* Extract to read
------------

# If you knew then what you know now?



## Ernest Nagel (Jan 11, 2010)

This is a shameless re-thread from Rainyday on the BBW Forum. How about it guys? Have we learned anything over the years? Don't think I can ask it better than RD: 

"If you're 30+, what do you wish you'd known when you were younger? Or what would you tell your younger self now if you could, especially regarding being _an FA_? Answers from _FAs and SSAs_ only please."

BTW, if you have the time some of the ladies answers to this query in the BBW Forum are really quite moving. Too lazy to figure out how to link directly to that, sorry.


----------



## Tad (Jan 11, 2010)

I was thinking of doing this same thing, Ernest....glad you saved me the effort 

I suppose that what I'd say would depend on at what age I was talking to my younger self. But the general gist of the message would probably always be: 

"How you feel about fat is not going to change or go away, so you have to decide how you want to live with it. There are other people out there with similar feelings, but most people who are fat, even if they are OK with their bodies, don't feel the same way about it that you do, and are not apt to ever feel that way."


----------



## Ernest Nagel (Jan 11, 2010)

OK, I'll throw in.

------------

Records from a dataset
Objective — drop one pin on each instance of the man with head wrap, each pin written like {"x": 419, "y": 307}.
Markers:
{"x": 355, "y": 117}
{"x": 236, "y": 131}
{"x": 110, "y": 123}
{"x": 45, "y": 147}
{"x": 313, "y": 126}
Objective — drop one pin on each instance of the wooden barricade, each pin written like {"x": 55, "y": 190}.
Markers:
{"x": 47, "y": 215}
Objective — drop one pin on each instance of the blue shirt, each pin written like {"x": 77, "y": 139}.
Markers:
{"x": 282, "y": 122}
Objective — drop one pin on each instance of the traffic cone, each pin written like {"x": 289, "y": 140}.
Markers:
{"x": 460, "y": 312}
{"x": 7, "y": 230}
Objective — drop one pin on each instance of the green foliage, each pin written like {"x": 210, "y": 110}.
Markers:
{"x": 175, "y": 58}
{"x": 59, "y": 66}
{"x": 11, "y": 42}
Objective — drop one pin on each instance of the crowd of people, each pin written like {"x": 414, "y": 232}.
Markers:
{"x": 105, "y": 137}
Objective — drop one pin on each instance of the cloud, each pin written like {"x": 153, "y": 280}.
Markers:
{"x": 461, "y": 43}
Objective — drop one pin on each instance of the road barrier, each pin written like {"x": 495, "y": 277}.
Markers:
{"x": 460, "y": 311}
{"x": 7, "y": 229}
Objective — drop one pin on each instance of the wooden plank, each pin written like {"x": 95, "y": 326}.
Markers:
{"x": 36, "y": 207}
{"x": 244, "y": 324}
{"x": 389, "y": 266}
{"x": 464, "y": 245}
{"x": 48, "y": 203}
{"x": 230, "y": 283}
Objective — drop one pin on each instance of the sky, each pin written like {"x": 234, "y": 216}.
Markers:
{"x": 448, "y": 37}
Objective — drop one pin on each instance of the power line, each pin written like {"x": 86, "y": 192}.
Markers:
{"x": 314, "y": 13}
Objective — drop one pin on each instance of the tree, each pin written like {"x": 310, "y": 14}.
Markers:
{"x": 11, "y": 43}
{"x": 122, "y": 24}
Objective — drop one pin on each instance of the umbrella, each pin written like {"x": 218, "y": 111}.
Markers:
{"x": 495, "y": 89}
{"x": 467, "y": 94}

------------

Render the sentence "Have we learned anything over the years?" from the forum thread in Spanish. These items have no connection to the forum thread.

* Result of the task
¿Hemos aprendido algo a lo largo de los años?